[Bounding box annotation entries]
━━━━━━
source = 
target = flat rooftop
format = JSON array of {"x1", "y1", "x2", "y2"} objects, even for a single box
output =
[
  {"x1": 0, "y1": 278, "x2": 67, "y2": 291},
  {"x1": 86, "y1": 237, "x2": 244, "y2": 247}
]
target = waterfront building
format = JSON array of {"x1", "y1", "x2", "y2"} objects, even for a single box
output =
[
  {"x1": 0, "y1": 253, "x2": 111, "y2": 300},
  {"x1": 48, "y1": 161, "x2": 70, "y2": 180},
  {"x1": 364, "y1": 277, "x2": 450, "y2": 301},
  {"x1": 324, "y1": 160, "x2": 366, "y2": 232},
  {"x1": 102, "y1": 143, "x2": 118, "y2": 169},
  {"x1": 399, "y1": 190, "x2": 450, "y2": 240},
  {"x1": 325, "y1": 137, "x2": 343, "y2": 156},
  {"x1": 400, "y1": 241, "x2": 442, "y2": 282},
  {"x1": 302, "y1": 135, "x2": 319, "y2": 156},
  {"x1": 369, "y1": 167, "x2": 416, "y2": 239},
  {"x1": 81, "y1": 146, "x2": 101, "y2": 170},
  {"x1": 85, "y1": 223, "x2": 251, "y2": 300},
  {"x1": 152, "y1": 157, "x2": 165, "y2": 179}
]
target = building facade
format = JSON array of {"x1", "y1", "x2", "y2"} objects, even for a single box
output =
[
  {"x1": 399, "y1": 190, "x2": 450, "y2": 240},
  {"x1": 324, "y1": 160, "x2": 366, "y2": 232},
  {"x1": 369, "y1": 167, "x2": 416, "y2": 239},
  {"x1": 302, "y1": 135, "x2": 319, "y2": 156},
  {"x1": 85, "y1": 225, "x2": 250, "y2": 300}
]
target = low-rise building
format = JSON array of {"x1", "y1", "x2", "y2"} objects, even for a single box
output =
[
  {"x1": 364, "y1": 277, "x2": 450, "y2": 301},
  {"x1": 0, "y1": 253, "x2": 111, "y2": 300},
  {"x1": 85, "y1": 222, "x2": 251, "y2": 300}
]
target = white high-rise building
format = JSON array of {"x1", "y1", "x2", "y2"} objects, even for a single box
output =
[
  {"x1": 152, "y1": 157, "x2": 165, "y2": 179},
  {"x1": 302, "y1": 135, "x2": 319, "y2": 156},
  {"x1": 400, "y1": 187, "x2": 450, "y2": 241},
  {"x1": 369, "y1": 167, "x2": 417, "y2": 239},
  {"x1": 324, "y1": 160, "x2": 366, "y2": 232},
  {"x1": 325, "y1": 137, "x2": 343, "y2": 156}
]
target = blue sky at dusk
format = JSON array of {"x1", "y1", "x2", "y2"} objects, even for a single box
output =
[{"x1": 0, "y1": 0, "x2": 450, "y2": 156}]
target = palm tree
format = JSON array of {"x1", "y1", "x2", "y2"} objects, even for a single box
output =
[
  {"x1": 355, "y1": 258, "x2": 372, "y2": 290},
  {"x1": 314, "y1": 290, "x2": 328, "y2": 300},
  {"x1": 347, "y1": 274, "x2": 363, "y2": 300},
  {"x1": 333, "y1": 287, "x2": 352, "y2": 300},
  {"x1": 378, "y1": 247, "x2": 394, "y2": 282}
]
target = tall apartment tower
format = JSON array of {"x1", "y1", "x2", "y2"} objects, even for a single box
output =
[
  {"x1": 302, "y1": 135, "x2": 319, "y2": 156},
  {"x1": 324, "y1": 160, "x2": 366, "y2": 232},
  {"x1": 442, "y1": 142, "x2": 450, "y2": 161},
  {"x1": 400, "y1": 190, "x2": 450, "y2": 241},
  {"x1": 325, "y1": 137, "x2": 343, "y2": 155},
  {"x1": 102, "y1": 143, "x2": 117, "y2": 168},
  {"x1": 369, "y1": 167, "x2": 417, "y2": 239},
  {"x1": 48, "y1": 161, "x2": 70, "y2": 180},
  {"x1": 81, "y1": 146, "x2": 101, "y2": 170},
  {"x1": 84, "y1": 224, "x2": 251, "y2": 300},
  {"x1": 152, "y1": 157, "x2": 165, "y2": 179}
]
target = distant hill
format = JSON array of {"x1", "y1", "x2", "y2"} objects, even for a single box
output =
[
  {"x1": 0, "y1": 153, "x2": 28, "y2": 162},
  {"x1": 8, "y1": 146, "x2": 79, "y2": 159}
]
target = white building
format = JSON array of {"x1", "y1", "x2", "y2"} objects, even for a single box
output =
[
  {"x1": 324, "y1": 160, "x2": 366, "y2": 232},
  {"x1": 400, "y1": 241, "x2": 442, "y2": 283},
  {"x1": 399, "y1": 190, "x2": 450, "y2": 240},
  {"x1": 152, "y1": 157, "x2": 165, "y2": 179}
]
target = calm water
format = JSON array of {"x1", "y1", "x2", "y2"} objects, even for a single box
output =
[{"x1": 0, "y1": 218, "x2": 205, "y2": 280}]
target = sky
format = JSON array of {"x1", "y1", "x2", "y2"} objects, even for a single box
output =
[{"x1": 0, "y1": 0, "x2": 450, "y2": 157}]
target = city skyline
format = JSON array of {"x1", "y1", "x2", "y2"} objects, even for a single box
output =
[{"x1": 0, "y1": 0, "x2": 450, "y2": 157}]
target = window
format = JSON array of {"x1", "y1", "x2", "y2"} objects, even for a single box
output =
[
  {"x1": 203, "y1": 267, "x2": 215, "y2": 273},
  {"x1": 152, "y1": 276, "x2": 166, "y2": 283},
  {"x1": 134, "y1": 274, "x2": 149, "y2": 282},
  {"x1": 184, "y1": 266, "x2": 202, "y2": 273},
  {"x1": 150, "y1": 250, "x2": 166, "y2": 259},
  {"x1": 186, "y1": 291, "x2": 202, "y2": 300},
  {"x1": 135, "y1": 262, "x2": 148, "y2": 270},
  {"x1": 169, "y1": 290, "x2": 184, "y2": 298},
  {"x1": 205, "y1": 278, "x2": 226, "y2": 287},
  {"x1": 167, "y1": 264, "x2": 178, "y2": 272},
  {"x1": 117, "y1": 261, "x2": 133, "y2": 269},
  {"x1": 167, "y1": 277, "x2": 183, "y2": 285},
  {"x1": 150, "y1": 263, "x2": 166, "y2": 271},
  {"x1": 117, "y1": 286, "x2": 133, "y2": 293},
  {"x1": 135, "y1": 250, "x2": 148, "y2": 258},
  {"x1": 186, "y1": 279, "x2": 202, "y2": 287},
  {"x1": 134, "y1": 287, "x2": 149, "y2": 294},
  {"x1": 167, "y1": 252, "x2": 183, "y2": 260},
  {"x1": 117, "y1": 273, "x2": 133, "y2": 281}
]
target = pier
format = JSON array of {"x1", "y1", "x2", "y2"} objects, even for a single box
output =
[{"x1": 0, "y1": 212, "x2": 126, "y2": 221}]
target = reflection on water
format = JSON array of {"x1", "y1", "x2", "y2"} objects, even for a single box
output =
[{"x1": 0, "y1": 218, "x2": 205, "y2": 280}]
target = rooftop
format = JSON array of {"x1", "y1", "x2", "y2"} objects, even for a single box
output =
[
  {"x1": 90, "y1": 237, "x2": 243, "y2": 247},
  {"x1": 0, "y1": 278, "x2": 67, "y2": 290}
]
━━━━━━
- [Aim of the task]:
Rescale the records starting at the line containing "target = rooftop" and ending at the end of the records, reproducing every line, requests included, with each box coordinate in the answers multiplied by 2.1 and rounded to the nearest whole number, halves rounded up. Provide only these lines.

- [Written response]:
target = rooftop
format = JSON array of {"x1", "y1", "x2", "y2"} objects, even for a single box
output =
[
  {"x1": 189, "y1": 498, "x2": 510, "y2": 519},
  {"x1": 0, "y1": 584, "x2": 141, "y2": 609}
]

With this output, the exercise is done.